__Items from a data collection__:
** Start **
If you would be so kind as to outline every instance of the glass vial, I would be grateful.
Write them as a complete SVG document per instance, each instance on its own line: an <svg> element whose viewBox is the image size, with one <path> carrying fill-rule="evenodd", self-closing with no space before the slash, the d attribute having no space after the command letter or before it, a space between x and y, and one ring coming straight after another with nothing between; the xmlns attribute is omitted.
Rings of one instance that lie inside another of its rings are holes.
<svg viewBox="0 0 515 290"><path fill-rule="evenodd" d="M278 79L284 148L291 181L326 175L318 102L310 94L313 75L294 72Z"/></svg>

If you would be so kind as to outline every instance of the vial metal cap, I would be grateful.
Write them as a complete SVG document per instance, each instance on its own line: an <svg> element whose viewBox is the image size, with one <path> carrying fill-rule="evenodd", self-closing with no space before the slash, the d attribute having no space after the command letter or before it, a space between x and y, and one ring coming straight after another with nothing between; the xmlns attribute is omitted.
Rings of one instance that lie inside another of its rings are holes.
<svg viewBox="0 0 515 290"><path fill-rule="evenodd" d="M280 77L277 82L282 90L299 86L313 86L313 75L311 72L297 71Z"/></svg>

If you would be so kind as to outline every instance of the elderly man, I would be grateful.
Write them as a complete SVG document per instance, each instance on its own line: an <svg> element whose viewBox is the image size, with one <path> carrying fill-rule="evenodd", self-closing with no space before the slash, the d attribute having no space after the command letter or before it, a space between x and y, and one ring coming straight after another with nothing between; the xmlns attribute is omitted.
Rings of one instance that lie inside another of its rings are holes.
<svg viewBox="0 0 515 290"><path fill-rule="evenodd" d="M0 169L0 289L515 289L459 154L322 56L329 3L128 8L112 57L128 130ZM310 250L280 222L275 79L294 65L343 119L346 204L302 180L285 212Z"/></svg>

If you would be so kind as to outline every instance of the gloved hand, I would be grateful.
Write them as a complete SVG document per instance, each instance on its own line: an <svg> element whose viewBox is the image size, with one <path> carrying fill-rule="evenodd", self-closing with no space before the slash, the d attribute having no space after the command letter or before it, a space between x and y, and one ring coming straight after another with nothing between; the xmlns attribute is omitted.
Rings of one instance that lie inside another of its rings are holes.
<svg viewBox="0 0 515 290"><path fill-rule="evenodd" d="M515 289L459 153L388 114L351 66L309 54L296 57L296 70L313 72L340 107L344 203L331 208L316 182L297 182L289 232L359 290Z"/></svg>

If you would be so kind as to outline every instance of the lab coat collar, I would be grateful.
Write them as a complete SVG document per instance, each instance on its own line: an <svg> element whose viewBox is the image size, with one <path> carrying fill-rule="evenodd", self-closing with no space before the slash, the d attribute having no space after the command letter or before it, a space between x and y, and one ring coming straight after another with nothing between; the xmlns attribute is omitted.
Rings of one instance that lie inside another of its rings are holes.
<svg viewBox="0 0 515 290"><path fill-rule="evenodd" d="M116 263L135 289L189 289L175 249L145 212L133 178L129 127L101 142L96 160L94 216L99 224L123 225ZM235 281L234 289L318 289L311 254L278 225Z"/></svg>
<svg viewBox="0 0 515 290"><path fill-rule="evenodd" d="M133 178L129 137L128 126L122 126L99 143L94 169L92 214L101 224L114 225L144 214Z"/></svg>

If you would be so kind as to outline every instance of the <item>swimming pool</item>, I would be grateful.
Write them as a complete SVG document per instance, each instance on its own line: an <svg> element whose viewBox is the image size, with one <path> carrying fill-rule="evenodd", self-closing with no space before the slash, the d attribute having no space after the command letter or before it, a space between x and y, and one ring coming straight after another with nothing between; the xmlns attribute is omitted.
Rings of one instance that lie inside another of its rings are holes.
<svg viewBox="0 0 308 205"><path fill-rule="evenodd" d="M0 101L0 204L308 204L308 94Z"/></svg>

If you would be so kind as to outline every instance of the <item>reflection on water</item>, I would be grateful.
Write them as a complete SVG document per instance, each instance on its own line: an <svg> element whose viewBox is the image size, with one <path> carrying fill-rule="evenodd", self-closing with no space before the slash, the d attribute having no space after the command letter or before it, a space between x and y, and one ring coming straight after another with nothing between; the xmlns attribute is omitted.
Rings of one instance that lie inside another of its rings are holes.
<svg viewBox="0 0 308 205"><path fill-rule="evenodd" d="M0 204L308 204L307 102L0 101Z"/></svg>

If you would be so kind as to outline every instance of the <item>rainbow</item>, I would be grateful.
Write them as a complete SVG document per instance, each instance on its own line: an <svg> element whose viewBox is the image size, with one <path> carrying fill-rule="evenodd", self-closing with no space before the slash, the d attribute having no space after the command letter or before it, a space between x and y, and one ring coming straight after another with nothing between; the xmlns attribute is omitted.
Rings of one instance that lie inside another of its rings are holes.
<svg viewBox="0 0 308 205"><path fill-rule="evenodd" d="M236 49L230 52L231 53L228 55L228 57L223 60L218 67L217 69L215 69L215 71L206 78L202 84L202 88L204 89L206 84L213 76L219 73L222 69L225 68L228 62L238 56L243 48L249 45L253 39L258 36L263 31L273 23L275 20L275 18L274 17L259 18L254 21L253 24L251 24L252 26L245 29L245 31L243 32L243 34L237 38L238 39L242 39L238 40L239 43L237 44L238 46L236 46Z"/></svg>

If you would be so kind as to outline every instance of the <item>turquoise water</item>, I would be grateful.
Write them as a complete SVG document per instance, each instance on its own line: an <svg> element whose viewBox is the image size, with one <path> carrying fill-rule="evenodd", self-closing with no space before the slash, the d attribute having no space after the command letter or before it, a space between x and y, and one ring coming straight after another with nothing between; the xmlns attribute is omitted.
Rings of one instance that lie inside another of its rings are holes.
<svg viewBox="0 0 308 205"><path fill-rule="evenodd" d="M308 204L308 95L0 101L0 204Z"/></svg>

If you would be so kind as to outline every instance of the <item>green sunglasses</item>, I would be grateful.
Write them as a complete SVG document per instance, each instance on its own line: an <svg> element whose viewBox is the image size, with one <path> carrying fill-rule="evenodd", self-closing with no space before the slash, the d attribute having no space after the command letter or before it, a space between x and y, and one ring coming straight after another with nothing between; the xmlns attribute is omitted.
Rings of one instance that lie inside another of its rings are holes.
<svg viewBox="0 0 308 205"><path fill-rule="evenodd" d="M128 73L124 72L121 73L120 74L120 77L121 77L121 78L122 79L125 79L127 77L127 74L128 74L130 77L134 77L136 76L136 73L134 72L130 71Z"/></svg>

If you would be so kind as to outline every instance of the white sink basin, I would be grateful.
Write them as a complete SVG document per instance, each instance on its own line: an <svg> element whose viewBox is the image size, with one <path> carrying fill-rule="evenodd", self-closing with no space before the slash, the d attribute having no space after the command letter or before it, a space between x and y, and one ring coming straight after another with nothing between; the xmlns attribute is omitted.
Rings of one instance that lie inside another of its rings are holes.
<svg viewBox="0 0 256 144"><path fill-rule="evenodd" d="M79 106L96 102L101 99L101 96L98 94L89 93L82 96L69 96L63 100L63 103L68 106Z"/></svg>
** End **
Can you lay out every line of the items above as a JSON list of strings, with one string per line and blank lines left out?

[
  "If you would be so kind as to outline every instance of the glass vial, I would be grateful.",
  "Write them as a complete SVG document per instance, each instance on its own line: an <svg> element whose viewBox is the image size, with one <path> carrying fill-rule=\"evenodd\", self-closing with no space before the slash, the d attribute having no space after the command letter or before it, a space between x and y, and one ring coming straight after another with nothing between; the xmlns attribute is omitted.",
  "Rings of one instance that lie inside another of its rings are holes.",
  "<svg viewBox=\"0 0 515 290\"><path fill-rule=\"evenodd\" d=\"M278 79L284 148L291 181L326 175L318 102L310 94L313 75L294 72Z\"/></svg>",
  "If you would be so kind as to outline every instance of the vial metal cap, I would be grateful.",
  "Write them as a complete SVG document per instance, each instance on its own line: an <svg> element whose viewBox is the image size, with one <path> carrying fill-rule=\"evenodd\", self-closing with no space before the slash, the d attribute having no space after the command letter or before it, a space between x and y, and one ring coming straight after another with nothing between; the xmlns attribute is omitted.",
  "Rings of one instance that lie inside another of its rings are holes.",
  "<svg viewBox=\"0 0 515 290\"><path fill-rule=\"evenodd\" d=\"M280 77L277 82L282 90L299 86L313 86L313 75L311 72L297 71Z\"/></svg>",
  "If you would be so kind as to outline every instance of the elderly man, I would be grateful.",
  "Write them as a complete SVG document per instance, each instance on its own line: an <svg> element whose viewBox is the image size, with one <path> carrying fill-rule=\"evenodd\", self-closing with no space before the slash, the d attribute having no space after the command letter or before it, a space between x and y, and one ring coming straight after another with nothing between; the xmlns attribute is omitted.",
  "Rings of one instance that lie inside another of its rings are holes.",
  "<svg viewBox=\"0 0 515 290\"><path fill-rule=\"evenodd\" d=\"M0 169L0 289L515 289L459 154L322 56L329 3L128 8L112 57L128 130ZM310 250L280 222L275 79L294 65L343 119L346 204L302 180L285 212Z\"/></svg>",
  "If you would be so kind as to outline every instance of the gloved hand, I would be grateful.",
  "Write them as a complete SVG document per instance, each instance on its own line: an <svg> element whose viewBox is the image size, with one <path> carrying fill-rule=\"evenodd\", self-closing with no space before the slash, the d attribute having no space after the command letter or before it, a space between x and y, and one ring coming straight after another with nothing between; the xmlns attribute is omitted.",
  "Rings of one instance that lie inside another of its rings are holes.",
  "<svg viewBox=\"0 0 515 290\"><path fill-rule=\"evenodd\" d=\"M515 289L459 153L388 114L351 66L309 54L296 57L296 70L313 72L340 107L344 203L331 208L316 182L297 182L289 232L359 290Z\"/></svg>",
  "If you would be so kind as to outline every instance of the lab coat collar, I would be grateful.",
  "Write them as a complete SVG document per instance, each instance on its own line: an <svg> element whose viewBox is the image size, with one <path> carrying fill-rule=\"evenodd\", self-closing with no space before the slash, the d attribute having no space after the command letter or before it, a space between x and y, and one ring coming straight after another with nothing between; the xmlns attribute is omitted.",
  "Rings of one instance that lie inside another of its rings are holes.",
  "<svg viewBox=\"0 0 515 290\"><path fill-rule=\"evenodd\" d=\"M116 263L135 289L189 289L175 249L145 212L133 178L129 127L101 142L96 160L94 216L99 224L123 225ZM235 281L234 289L318 289L311 254L278 225Z\"/></svg>",
  "<svg viewBox=\"0 0 515 290\"><path fill-rule=\"evenodd\" d=\"M133 178L129 137L128 126L122 126L99 143L94 169L92 214L101 224L114 225L144 214Z\"/></svg>",
  "If you would be so kind as to outline every instance of the <item>swimming pool</item>, I would be grateful.",
  "Write them as a complete SVG document per instance, each instance on its own line: an <svg> element whose viewBox is the image size, with one <path> carrying fill-rule=\"evenodd\", self-closing with no space before the slash, the d attribute having no space after the command letter or before it, a space between x and y, and one ring coming straight after another with nothing between; the xmlns attribute is omitted.",
  "Rings of one instance that lie inside another of its rings are holes.",
  "<svg viewBox=\"0 0 308 205\"><path fill-rule=\"evenodd\" d=\"M0 101L0 204L308 204L308 94Z\"/></svg>",
  "If you would be so kind as to outline every instance of the <item>reflection on water</item>, I would be grateful.",
  "Write them as a complete SVG document per instance, each instance on its own line: an <svg> element whose viewBox is the image size, with one <path> carrying fill-rule=\"evenodd\", self-closing with no space before the slash, the d attribute having no space after the command letter or before it, a space between x and y, and one ring coming straight after another with nothing between; the xmlns attribute is omitted.",
  "Rings of one instance that lie inside another of its rings are holes.",
  "<svg viewBox=\"0 0 308 205\"><path fill-rule=\"evenodd\" d=\"M0 204L308 204L307 102L0 101Z\"/></svg>",
  "If you would be so kind as to outline every instance of the <item>rainbow</item>, I would be grateful.",
  "Write them as a complete SVG document per instance, each instance on its own line: an <svg> element whose viewBox is the image size, with one <path> carrying fill-rule=\"evenodd\", self-closing with no space before the slash, the d attribute having no space after the command letter or before it, a space between x and y, and one ring coming straight after another with nothing between; the xmlns attribute is omitted.",
  "Rings of one instance that lie inside another of its rings are holes.",
  "<svg viewBox=\"0 0 308 205\"><path fill-rule=\"evenodd\" d=\"M236 49L230 52L231 53L228 55L228 57L223 60L218 67L217 69L215 69L215 71L206 78L202 84L202 88L204 89L206 84L213 76L219 73L222 69L225 68L228 62L238 56L243 48L249 45L253 39L258 36L263 31L273 23L275 20L275 18L274 17L259 18L254 21L253 24L251 24L252 26L245 29L245 31L243 32L243 34L237 38L238 39L242 39L238 40L239 43L237 44L238 46L236 46Z\"/></svg>",
  "If you would be so kind as to outline every instance of the <item>turquoise water</item>, I would be grateful.",
  "Write them as a complete SVG document per instance, each instance on its own line: an <svg> element whose viewBox is the image size, with one <path> carrying fill-rule=\"evenodd\", self-closing with no space before the slash, the d attribute having no space after the command letter or before it, a space between x and y, and one ring coming straight after another with nothing between; the xmlns attribute is omitted.",
  "Rings of one instance that lie inside another of its rings are holes.",
  "<svg viewBox=\"0 0 308 205\"><path fill-rule=\"evenodd\" d=\"M308 204L308 95L0 101L0 204Z\"/></svg>",
  "If you would be so kind as to outline every instance of the <item>green sunglasses</item>, I would be grateful.",
  "Write them as a complete SVG document per instance, each instance on its own line: an <svg> element whose viewBox is the image size, with one <path> carrying fill-rule=\"evenodd\", self-closing with no space before the slash, the d attribute having no space after the command letter or before it, a space between x and y, and one ring coming straight after another with nothing between; the xmlns attribute is omitted.",
  "Rings of one instance that lie inside another of its rings are holes.",
  "<svg viewBox=\"0 0 308 205\"><path fill-rule=\"evenodd\" d=\"M128 73L124 72L121 73L120 74L120 77L121 77L121 78L122 79L125 79L127 77L127 74L128 74L130 77L134 77L136 76L136 73L134 72L130 71Z\"/></svg>",
  "If you would be so kind as to outline every instance of the white sink basin, I would be grateful.",
  "Write them as a complete SVG document per instance, each instance on its own line: an <svg> element whose viewBox is the image size, with one <path> carrying fill-rule=\"evenodd\", self-closing with no space before the slash, the d attribute having no space after the command letter or before it, a space between x and y, and one ring coming straight after another with nothing between; the xmlns attribute is omitted.",
  "Rings of one instance that lie inside another of its rings are holes.",
  "<svg viewBox=\"0 0 256 144\"><path fill-rule=\"evenodd\" d=\"M79 106L96 102L101 99L101 96L98 94L89 93L82 96L69 96L63 100L63 103L68 106Z\"/></svg>"
]